## WHAT YOU WILL DO
From the first line to the last, restate the material word for word; pictures stay out.

※ ※ ※

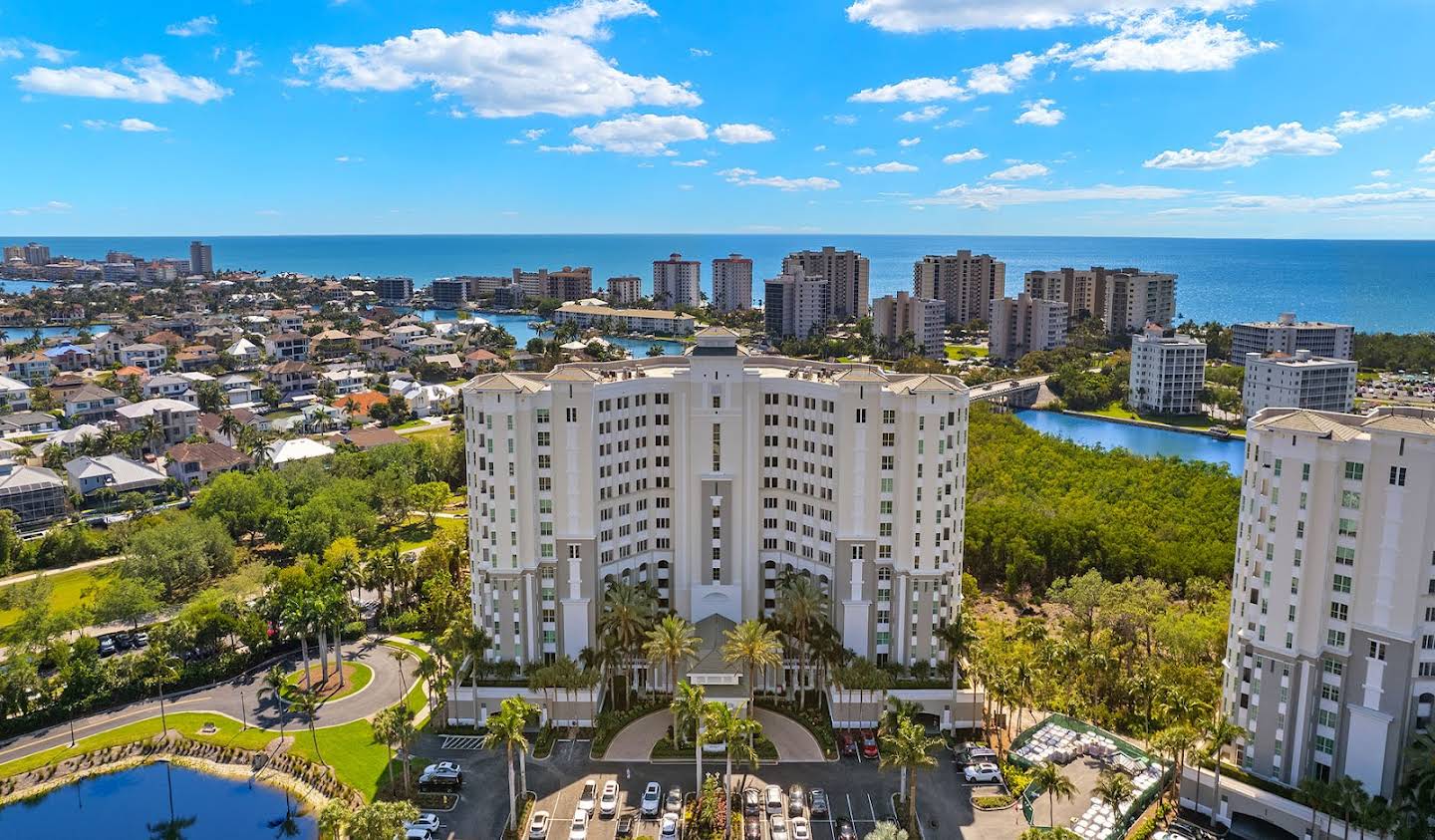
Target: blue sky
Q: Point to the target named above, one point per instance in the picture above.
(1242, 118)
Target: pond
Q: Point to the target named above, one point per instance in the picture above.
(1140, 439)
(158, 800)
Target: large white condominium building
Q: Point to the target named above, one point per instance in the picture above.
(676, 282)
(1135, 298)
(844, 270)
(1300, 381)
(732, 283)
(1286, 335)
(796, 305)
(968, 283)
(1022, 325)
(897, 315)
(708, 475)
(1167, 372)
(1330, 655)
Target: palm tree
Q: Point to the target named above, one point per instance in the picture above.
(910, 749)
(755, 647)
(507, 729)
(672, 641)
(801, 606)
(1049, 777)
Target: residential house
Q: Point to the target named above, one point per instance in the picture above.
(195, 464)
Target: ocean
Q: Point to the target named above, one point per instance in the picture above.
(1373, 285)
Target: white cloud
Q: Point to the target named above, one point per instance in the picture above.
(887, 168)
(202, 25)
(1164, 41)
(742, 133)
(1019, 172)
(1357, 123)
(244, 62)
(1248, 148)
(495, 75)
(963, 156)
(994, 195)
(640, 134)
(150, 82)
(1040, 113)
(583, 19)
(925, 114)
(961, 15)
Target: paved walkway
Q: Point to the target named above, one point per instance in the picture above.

※ ※ ※

## TASK OUTPUT
Target: blue sky
Q: Point to the target named above, one point per instance in the picture above.
(1242, 118)
Target: pond
Q: Point to the target named above, one point per instance in the picture above.
(1140, 439)
(158, 800)
Target: large white condominium building
Q: Point to the target named above, one point per instance in the picture above.
(676, 282)
(1135, 298)
(844, 270)
(1300, 381)
(732, 283)
(1286, 335)
(796, 305)
(968, 283)
(1022, 325)
(897, 315)
(708, 475)
(1167, 372)
(1330, 655)
Target: palm tree
Q: Point to the target named above, one point per instance in the picture above.
(910, 749)
(755, 647)
(507, 729)
(672, 641)
(801, 606)
(1049, 777)
Target: residential house
Q: Point to the target named above, one point per instance in the picture above.
(195, 464)
Target: ocean
Q: Point to the target named above, one point per instance in the picture above.
(1373, 285)
Target: white cloud
Q: Point to the target named above, one point per instance in the picture above.
(887, 168)
(202, 25)
(1164, 41)
(742, 133)
(1019, 172)
(1357, 123)
(244, 62)
(1248, 148)
(495, 75)
(963, 156)
(994, 195)
(640, 134)
(150, 82)
(1040, 113)
(583, 19)
(925, 114)
(961, 15)
Target: paved walkway
Q: Point to the target named above, one point per instance in the picture above.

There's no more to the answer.